• What is required:
Are you able to retype all the records below exactly?

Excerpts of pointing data
-*-
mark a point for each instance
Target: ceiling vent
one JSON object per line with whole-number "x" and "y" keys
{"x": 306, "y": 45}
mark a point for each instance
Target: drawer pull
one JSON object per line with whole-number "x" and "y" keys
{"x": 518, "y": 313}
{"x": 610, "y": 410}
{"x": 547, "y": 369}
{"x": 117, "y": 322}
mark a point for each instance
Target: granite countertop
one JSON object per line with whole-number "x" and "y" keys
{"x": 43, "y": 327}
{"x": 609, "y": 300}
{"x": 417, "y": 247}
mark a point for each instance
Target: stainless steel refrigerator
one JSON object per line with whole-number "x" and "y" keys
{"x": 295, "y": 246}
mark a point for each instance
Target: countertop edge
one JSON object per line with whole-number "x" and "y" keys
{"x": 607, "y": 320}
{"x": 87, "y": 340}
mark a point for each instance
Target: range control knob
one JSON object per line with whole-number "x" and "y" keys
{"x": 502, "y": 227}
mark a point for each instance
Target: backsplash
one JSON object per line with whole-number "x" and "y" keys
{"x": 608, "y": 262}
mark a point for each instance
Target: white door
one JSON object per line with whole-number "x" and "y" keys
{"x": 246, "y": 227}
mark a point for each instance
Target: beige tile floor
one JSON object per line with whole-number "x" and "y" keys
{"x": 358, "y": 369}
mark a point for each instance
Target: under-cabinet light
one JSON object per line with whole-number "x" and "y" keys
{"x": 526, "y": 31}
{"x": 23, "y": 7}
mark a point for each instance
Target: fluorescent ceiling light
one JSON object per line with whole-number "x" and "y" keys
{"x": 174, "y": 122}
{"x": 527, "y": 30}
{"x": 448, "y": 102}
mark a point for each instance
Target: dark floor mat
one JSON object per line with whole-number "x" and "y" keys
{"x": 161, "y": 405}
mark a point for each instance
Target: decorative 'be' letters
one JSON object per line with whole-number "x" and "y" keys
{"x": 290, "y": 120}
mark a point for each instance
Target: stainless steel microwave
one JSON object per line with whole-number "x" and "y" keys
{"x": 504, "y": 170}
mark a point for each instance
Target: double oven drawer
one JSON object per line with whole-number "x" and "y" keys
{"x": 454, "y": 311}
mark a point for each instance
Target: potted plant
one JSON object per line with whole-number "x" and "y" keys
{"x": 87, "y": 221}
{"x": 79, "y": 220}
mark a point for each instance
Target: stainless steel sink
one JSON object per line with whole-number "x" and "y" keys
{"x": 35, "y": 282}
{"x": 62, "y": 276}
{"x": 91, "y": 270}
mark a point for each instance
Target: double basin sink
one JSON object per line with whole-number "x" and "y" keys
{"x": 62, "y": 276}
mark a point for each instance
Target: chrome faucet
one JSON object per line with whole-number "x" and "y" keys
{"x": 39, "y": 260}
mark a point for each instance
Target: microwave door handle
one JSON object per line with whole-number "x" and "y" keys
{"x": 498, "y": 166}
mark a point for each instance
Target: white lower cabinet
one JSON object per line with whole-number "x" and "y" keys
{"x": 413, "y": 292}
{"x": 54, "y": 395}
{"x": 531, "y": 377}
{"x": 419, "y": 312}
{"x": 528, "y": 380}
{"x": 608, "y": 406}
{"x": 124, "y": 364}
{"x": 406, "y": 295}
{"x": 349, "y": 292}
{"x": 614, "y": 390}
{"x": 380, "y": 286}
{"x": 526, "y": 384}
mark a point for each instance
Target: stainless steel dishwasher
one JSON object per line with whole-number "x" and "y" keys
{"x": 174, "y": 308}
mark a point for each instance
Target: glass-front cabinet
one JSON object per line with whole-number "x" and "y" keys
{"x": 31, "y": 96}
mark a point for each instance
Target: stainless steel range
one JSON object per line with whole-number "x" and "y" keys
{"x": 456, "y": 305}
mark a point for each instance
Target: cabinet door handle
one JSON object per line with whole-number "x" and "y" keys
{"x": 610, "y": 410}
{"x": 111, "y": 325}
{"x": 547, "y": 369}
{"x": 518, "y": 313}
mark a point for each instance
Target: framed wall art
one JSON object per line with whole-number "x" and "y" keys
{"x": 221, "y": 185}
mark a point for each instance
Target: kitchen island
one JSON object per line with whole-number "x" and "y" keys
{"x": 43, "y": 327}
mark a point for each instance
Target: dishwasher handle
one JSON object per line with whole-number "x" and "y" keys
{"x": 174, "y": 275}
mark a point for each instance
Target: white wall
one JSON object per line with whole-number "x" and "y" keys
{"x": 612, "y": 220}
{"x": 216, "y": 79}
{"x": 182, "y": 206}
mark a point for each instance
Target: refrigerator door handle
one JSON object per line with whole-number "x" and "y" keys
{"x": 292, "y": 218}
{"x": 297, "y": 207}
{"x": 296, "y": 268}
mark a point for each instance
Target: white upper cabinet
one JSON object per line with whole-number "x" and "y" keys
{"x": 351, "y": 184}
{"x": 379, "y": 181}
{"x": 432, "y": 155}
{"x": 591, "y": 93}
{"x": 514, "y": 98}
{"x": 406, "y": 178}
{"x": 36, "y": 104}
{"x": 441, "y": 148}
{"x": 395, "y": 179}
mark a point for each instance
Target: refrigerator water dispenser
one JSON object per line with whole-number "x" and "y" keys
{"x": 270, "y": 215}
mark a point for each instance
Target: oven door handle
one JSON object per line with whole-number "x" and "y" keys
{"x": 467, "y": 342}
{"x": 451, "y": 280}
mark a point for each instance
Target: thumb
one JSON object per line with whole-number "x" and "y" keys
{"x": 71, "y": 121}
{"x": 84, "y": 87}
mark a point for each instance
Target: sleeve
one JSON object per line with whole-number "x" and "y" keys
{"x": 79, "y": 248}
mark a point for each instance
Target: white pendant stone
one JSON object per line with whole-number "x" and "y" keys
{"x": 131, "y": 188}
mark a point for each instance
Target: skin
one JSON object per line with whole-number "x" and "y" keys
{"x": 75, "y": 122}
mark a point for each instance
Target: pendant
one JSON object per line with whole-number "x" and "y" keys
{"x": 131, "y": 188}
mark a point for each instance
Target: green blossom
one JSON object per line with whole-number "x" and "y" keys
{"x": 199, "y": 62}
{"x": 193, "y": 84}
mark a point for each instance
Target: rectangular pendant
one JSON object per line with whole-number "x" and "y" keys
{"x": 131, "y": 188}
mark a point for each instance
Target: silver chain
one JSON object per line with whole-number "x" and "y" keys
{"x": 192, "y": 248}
-*-
• Response:
mark a point for each instance
Target: ceiling vent
one JSON object per line with whole-number "x" and "y" keys
{"x": 306, "y": 45}
mark a point for each instance
Target: drawer pull
one JSON object per line with whole-number "x" and "y" keys
{"x": 518, "y": 313}
{"x": 610, "y": 410}
{"x": 547, "y": 369}
{"x": 117, "y": 322}
mark a point for each instance
Target: granite countertop
one JSON object per line with whole-number "x" and "y" keys
{"x": 43, "y": 327}
{"x": 609, "y": 300}
{"x": 417, "y": 247}
mark a point for each instance
Target: stainless steel refrigerator
one JSON object per line with whole-number "x" and "y" keys
{"x": 295, "y": 246}
mark a point for each instance
Target: countertop edge
one JSON object per line with whole-number "x" and "y" keys
{"x": 607, "y": 320}
{"x": 87, "y": 340}
mark a point for each instance
Target: range control knob
one JSON object per line with whole-number "x" and "y" keys
{"x": 502, "y": 227}
mark a point for each instance
Target: backsplash
one JSON object per line with whole-number "x" and "y" keys
{"x": 608, "y": 262}
mark a point for each instance
Target: white door
one JSON object per line with whole-number "x" and "y" keys
{"x": 246, "y": 227}
mark a point for each instance
Target: beige tile floor
one JSON object per line with whole-number "x" and "y" keys
{"x": 358, "y": 369}
mark a point for each instance
Target: under-cabinet light
one JSON object per line with whole-number "x" and "y" keys
{"x": 526, "y": 31}
{"x": 23, "y": 7}
mark a point for each instance
Target: fluorescent ceiling light
one JSON object per line with whole-number "x" and "y" keys
{"x": 174, "y": 122}
{"x": 527, "y": 30}
{"x": 448, "y": 102}
mark a point for each instance
Target: dark floor mat
one JSON object per line with whole-number "x" and "y" keys
{"x": 161, "y": 405}
mark a point for each instance
Target: decorative 'be' letters
one JSON object per line with whole-number "x" and "y" keys
{"x": 290, "y": 120}
mark a point for each instance
Target: stainless steel microwave
one JSON object per line with whole-number "x" and "y" keys
{"x": 504, "y": 170}
mark a point for each instance
Target: double oven drawer
one JSON object per line with whole-number "x" and "y" keys
{"x": 454, "y": 311}
mark a point for each instance
Target: potted plant
one JSON object per line with whole-number "x" and "y" keys
{"x": 87, "y": 221}
{"x": 79, "y": 220}
mark a point for each instance
Target: stainless steel sink
one JSON object per line with whole-number "x" and "y" keys
{"x": 35, "y": 282}
{"x": 62, "y": 276}
{"x": 91, "y": 270}
mark a point for each instance
Target: double basin sink
one JSON object per line with whole-number "x" and "y" keys
{"x": 62, "y": 276}
mark a point for each instance
Target: chrome faucet
one JSON object per line with whole-number "x" and "y" keys
{"x": 39, "y": 260}
mark a point for each instance
Target: microwave door handle
one JSON object per line with whole-number "x" and "y" keys
{"x": 498, "y": 166}
mark a point for each instance
Target: white lower cabinet
one JSON object per line with whole-number "x" and "y" keys
{"x": 413, "y": 292}
{"x": 54, "y": 395}
{"x": 531, "y": 377}
{"x": 419, "y": 312}
{"x": 528, "y": 380}
{"x": 608, "y": 406}
{"x": 124, "y": 364}
{"x": 406, "y": 295}
{"x": 349, "y": 292}
{"x": 614, "y": 390}
{"x": 380, "y": 286}
{"x": 526, "y": 384}
mark a point for each instance
Target: stainless steel dishwasher
one JSON object per line with whole-number "x" and "y" keys
{"x": 174, "y": 308}
mark a point for each instance
Target: glass-front cabinet
one JSON object per line with whole-number "x" and "y" keys
{"x": 31, "y": 96}
mark a point for each instance
Target: stainless steel range
one JSON object per line with whole-number "x" and "y" keys
{"x": 456, "y": 305}
mark a point for each instance
Target: cabinet door handle
one JSON object per line with whole-number "x" and "y" keys
{"x": 610, "y": 410}
{"x": 111, "y": 325}
{"x": 547, "y": 369}
{"x": 518, "y": 313}
mark a point for each instance
Target: framed wall art
one JSON object per line with whole-number "x" and "y" keys
{"x": 221, "y": 185}
mark a point for each instance
Target: kitchen island
one JSON object per line with whole-number "x" and "y" keys
{"x": 43, "y": 327}
mark a point for each instance
Target: dishwasher handle
one JSON object per line with whole-number "x" and "y" keys
{"x": 174, "y": 275}
mark a point for each instance
Target: white wall
one JSON object per line with whole-number "x" and "y" keys
{"x": 612, "y": 220}
{"x": 216, "y": 79}
{"x": 182, "y": 206}
mark a point for each instance
Target: refrigerator door handle
one JSON object per line with whole-number "x" and "y" keys
{"x": 292, "y": 218}
{"x": 297, "y": 207}
{"x": 296, "y": 268}
mark a point for each instance
Target: white upper cabinet
one JSON object per line with whole-number "x" and "y" keys
{"x": 351, "y": 184}
{"x": 379, "y": 181}
{"x": 432, "y": 155}
{"x": 591, "y": 93}
{"x": 514, "y": 98}
{"x": 406, "y": 178}
{"x": 36, "y": 104}
{"x": 441, "y": 148}
{"x": 395, "y": 179}
mark a point for each instance
Target: refrigerator water dispenser
one JSON object per line with whole-number "x" and "y" keys
{"x": 270, "y": 215}
mark a point for each instance
Target: oven door handle
one JSON object per line with whole-number "x" and "y" keys
{"x": 467, "y": 342}
{"x": 451, "y": 280}
mark a point for each instance
Target: thumb
one JSON object per line with whole-number "x" and "y" keys
{"x": 71, "y": 121}
{"x": 84, "y": 87}
mark a point for each instance
Target: sleeve
one JSON object per line with whole-number "x" and "y" keys
{"x": 79, "y": 248}
mark a point for each instance
Target: white pendant stone
one JSON object per line with whole-number "x" and "y" keys
{"x": 131, "y": 188}
mark a point for each instance
Target: skin
one JSON object per line with whole-number "x" and "y" keys
{"x": 75, "y": 122}
mark a point for each instance
Target: pendant
one JSON object per line with whole-number "x" and "y" keys
{"x": 131, "y": 188}
mark a point for each instance
Target: green blossom
one JSON object per line with whole-number "x" and "y" keys
{"x": 199, "y": 62}
{"x": 193, "y": 84}
mark a point for each instance
Target: rectangular pendant
one JSON object per line with whole-number "x" and "y" keys
{"x": 131, "y": 188}
mark a point for each instance
Target: silver chain
one JSON object per line with whole-number "x" and "y" keys
{"x": 192, "y": 248}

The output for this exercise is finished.